- **Task to carry out**
Print the lines from the one holding "Could you point to the car side mirror" to the one holding "point(620, 596)", both included, exactly as they appear in the rows below.

[Point placement rows]
* Start *

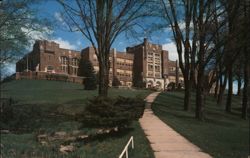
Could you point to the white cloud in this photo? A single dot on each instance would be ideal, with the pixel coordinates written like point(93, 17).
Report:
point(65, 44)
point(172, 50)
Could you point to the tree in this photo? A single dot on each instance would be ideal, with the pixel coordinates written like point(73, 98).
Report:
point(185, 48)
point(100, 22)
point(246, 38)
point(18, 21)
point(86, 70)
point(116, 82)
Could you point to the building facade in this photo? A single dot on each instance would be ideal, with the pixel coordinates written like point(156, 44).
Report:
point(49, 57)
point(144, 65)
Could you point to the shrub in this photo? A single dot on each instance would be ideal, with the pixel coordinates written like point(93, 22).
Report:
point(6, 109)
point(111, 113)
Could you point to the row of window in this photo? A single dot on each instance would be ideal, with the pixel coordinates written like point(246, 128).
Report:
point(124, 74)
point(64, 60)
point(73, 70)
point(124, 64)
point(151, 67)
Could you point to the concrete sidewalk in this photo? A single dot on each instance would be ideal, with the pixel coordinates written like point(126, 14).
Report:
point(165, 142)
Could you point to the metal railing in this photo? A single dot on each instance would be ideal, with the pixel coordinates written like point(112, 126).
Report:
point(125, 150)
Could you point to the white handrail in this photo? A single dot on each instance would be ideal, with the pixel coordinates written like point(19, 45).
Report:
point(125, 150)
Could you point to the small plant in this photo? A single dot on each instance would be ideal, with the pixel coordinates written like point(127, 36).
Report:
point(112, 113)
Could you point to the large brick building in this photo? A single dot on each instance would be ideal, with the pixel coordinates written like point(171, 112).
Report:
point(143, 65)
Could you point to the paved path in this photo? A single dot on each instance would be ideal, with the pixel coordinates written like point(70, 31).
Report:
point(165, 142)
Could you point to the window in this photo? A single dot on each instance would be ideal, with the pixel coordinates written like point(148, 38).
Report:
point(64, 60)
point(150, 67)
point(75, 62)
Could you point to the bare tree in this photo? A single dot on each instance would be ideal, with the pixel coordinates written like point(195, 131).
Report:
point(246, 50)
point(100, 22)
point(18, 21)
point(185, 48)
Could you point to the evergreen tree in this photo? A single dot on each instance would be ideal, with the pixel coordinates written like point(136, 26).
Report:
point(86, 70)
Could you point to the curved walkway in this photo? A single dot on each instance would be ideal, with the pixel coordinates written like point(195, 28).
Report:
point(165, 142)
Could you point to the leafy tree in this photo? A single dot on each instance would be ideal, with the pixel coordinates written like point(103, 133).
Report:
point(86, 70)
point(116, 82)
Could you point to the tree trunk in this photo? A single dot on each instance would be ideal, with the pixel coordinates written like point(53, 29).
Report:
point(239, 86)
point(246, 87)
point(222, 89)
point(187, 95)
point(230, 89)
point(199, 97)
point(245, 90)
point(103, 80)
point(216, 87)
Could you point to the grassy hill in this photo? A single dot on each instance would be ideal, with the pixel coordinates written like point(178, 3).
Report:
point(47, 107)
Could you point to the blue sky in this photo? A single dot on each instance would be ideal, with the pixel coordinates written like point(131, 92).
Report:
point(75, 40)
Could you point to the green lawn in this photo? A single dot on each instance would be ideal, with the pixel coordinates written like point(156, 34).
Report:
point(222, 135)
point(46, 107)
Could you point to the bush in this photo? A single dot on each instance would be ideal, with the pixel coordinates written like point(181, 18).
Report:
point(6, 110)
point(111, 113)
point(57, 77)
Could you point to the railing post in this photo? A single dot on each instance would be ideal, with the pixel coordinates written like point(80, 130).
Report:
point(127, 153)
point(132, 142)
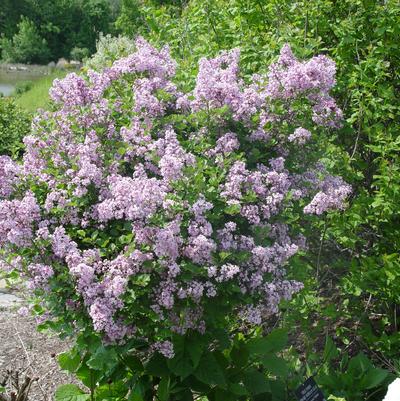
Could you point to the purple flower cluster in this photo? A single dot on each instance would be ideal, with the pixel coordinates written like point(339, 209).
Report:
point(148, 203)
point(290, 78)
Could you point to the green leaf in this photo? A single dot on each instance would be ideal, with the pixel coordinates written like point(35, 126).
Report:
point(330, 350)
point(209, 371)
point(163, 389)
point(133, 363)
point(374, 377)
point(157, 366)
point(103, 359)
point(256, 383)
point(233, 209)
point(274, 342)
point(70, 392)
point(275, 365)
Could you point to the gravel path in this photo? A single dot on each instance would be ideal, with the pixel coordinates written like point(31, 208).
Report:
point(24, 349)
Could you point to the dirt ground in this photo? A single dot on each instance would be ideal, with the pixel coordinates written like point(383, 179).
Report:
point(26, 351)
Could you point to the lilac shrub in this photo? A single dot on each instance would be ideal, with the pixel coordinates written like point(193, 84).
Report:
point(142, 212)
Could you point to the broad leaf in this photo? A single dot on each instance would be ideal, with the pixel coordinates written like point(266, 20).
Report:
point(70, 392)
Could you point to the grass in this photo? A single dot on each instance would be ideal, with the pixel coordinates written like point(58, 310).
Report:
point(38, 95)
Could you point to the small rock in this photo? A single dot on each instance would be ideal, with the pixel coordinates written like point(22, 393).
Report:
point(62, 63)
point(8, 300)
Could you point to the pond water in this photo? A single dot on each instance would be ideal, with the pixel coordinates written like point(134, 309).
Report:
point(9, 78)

* End *
* Start *

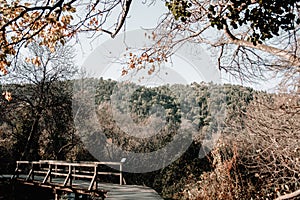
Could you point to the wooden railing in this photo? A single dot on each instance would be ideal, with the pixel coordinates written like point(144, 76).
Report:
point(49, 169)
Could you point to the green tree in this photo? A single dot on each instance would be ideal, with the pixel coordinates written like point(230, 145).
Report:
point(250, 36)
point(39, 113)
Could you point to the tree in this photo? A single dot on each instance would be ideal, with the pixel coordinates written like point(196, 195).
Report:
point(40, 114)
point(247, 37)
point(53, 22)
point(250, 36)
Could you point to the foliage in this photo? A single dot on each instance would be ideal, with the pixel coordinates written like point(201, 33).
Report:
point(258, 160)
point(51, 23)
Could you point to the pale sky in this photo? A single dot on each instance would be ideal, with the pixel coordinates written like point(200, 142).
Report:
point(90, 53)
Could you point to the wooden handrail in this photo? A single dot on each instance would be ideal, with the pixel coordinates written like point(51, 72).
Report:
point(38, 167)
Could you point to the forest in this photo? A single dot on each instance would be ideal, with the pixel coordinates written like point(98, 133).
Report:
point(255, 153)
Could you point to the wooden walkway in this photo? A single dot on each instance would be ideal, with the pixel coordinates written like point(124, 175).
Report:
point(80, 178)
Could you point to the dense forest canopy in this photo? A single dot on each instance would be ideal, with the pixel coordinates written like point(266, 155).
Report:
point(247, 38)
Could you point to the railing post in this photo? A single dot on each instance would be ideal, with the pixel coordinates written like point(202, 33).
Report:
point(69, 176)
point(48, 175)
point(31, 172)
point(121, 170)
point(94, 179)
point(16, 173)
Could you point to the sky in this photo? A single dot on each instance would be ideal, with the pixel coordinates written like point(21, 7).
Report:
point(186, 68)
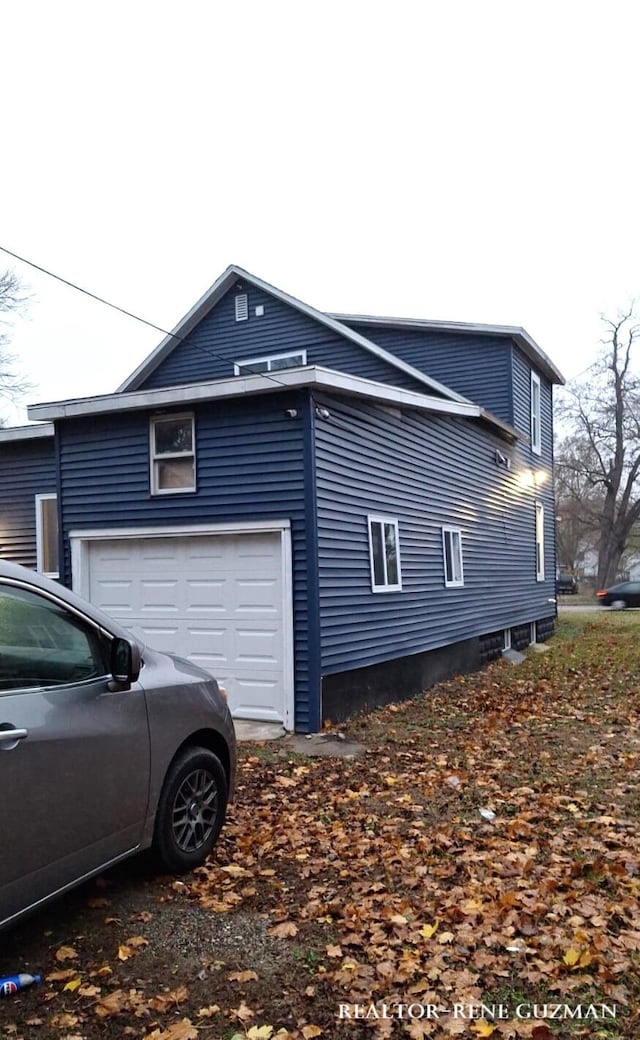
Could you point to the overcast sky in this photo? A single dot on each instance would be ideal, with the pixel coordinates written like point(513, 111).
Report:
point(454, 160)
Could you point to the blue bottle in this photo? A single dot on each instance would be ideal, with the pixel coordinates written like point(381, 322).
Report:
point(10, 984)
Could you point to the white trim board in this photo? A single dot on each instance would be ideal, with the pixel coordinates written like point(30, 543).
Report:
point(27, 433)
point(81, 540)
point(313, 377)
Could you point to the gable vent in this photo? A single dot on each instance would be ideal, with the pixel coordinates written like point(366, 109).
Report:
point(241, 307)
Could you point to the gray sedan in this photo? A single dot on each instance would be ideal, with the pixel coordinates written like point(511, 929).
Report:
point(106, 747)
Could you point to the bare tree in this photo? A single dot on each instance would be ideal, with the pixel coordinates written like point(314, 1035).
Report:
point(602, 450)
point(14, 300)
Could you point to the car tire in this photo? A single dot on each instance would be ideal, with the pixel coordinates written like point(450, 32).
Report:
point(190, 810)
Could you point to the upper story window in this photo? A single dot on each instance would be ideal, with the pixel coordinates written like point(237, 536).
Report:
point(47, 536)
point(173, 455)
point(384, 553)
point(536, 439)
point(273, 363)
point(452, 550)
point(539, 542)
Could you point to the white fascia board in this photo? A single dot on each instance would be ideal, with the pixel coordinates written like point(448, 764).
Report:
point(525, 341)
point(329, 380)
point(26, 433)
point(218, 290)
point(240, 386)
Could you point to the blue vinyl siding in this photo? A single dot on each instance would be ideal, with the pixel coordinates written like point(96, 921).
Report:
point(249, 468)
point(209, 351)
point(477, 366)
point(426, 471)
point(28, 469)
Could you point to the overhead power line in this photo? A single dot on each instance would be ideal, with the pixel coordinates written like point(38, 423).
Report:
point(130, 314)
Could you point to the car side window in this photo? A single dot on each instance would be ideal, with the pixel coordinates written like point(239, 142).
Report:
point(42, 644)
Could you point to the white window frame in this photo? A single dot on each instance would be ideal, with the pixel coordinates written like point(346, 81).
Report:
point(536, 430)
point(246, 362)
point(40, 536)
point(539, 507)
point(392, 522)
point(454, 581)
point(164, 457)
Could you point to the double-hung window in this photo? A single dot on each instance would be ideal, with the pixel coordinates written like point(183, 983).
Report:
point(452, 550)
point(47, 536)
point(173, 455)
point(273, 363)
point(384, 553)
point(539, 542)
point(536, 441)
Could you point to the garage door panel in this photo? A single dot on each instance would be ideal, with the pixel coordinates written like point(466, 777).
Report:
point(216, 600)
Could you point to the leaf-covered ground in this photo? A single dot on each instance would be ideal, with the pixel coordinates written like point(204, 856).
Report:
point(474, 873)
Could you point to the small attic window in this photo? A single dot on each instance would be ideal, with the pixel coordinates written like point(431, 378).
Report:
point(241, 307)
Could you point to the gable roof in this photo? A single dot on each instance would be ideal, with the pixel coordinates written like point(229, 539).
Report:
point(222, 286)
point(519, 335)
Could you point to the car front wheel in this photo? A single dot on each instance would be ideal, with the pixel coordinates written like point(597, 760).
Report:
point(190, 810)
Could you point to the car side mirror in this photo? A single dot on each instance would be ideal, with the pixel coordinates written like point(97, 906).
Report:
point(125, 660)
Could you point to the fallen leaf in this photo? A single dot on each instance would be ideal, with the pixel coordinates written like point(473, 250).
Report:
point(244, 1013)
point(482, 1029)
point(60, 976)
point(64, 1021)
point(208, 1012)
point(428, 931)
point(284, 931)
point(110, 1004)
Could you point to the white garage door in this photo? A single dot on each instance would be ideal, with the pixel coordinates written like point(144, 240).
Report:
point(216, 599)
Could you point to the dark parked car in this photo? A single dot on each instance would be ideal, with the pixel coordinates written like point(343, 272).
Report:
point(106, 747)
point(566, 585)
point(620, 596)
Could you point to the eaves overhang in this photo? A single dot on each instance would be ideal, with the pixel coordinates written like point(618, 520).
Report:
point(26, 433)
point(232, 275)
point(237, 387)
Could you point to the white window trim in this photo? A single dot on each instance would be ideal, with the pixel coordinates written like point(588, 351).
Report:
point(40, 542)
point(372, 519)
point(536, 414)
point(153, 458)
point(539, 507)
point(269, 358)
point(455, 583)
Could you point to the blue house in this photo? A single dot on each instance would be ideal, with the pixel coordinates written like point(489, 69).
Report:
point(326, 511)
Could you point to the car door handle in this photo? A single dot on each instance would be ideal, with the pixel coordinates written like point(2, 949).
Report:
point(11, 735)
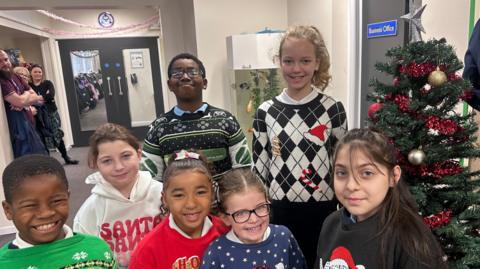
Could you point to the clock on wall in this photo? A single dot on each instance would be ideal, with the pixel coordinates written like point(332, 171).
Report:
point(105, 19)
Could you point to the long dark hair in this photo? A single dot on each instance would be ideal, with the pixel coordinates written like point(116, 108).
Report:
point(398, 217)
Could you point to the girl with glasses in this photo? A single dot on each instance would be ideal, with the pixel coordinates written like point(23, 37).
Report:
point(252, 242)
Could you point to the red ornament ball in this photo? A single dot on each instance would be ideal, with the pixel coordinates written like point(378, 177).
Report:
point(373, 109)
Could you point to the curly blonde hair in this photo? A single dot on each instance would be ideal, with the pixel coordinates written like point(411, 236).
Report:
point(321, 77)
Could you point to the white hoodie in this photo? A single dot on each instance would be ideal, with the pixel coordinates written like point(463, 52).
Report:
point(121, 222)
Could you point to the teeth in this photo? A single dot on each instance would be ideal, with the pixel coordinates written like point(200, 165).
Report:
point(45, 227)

* End *

- **Finished exercise**
Could you point to the car side mirror in this photo? A single dot on each instance would be ideal, with the pixel coordinates written like point(97, 906).
Report:
point(125, 660)
Could you point to the fallen leaf in this photo? A single dot on each instance would be ideal, with the pixel coordinates written like point(473, 250).
Report:
point(244, 1013)
point(482, 1029)
point(60, 976)
point(64, 1021)
point(208, 1012)
point(428, 931)
point(284, 931)
point(110, 1004)
Could you point to the white garage door in this photo? A single dot on each instance would be ideal, with the pixel coordinates written like point(144, 240).
Report:
point(216, 599)
Could you point to the dark parked car in this photo? A single dot on each instance would be ideal, with the pixel coordinates written like point(343, 272).
Report:
point(106, 747)
point(566, 585)
point(620, 596)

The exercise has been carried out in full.